── Dataset records
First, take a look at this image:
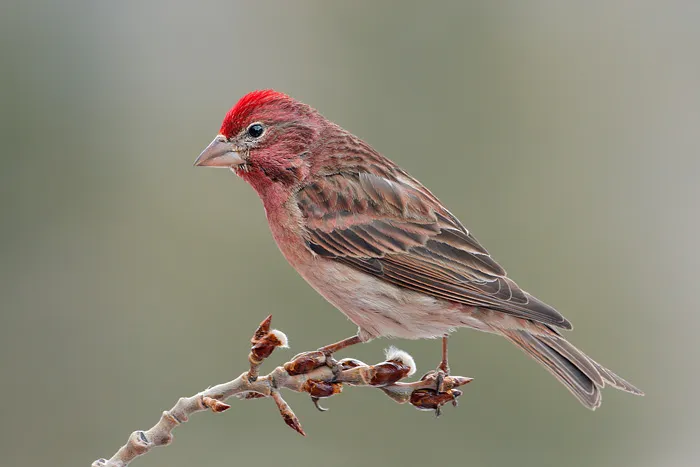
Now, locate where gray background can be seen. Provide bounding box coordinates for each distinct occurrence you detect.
[0,0,700,467]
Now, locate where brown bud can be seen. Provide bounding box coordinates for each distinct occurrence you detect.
[202,396,231,413]
[338,358,367,370]
[301,379,343,398]
[284,350,326,376]
[238,392,267,400]
[410,389,462,410]
[250,333,282,361]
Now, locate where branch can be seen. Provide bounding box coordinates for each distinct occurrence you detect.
[92,316,472,467]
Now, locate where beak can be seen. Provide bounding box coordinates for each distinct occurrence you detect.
[194,135,245,168]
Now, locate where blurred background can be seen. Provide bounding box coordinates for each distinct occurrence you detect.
[0,0,700,467]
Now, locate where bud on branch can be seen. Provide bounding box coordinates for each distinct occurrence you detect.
[92,316,471,467]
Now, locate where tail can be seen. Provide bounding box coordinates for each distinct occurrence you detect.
[500,326,644,410]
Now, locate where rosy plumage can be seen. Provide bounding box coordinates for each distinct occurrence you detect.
[196,90,641,409]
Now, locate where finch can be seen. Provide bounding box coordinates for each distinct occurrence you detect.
[195,90,642,409]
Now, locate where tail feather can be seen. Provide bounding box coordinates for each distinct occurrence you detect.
[501,329,644,410]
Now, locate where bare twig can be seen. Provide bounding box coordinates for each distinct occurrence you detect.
[92,316,471,467]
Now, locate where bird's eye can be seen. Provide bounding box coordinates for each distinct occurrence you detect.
[248,123,265,138]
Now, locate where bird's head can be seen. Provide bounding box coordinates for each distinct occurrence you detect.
[195,89,325,192]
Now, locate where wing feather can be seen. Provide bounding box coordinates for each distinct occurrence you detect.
[296,172,571,329]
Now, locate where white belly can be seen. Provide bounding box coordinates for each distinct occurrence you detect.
[299,257,482,339]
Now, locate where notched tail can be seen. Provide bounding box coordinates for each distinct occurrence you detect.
[500,329,644,410]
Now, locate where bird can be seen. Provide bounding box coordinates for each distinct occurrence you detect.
[195,89,643,410]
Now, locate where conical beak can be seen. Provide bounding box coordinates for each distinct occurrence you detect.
[194,135,245,168]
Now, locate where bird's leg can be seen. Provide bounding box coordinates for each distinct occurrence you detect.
[436,336,450,392]
[438,336,450,375]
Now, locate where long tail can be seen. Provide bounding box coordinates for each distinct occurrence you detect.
[499,326,644,410]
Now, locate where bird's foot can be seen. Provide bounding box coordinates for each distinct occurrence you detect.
[284,348,343,412]
[411,367,472,417]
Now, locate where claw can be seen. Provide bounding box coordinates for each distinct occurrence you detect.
[311,396,328,412]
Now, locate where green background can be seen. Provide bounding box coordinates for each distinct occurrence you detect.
[0,0,700,467]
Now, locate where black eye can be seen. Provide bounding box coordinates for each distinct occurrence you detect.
[248,123,265,138]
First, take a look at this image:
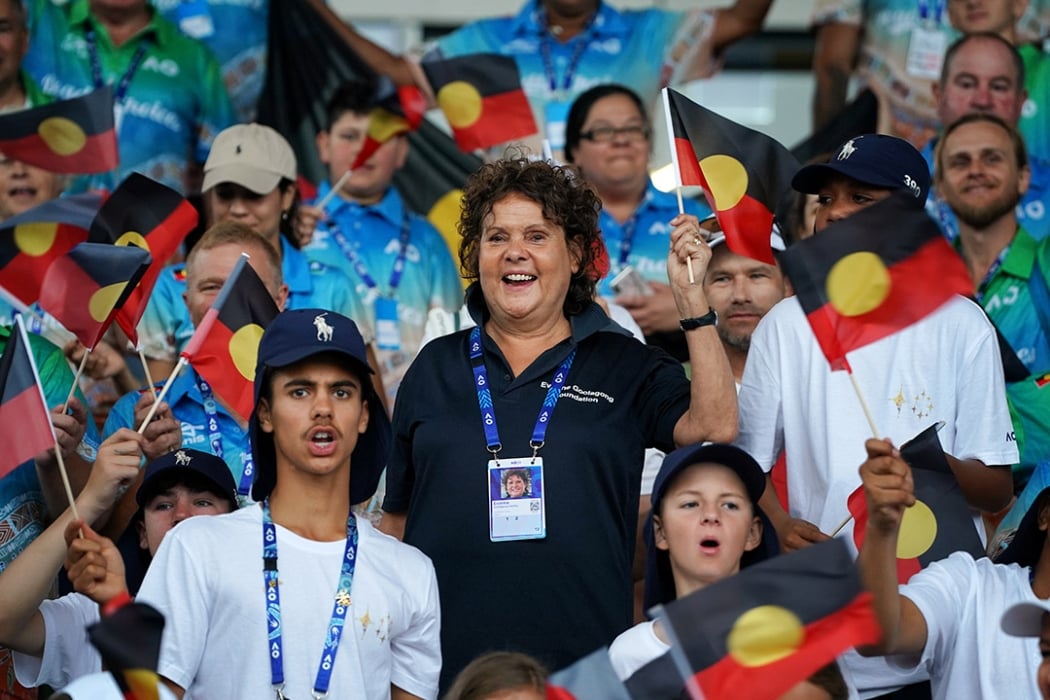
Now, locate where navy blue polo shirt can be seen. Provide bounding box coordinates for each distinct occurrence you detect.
────
> **Work to complete**:
Reproduce every line of the data from the line containing "Now, locate where conical" up to and including the line containing "[411,367,472,417]". Offset each bounding box coordinate by -25 and leave all other text unchanged.

> **Written answer**:
Now, locate where conical beak can be seen. Provide bounding box coordinates for each distinct occurrence you detect.
[169,110,220,143]
Now, locate where bird's leg can be seen. Provide bounding box coordinates for each distinct occurrence you detect.
[411,311,425,367]
[413,311,425,350]
Now, locate where long tail can be seen. Provide bounding box coordinates for each distinct occurrence you detect.
[474,301,619,385]
Now, locate where bird's foot can be seen. Provide bounding box coordinates for each distinct occurrence you detect.
[259,323,318,387]
[386,342,447,392]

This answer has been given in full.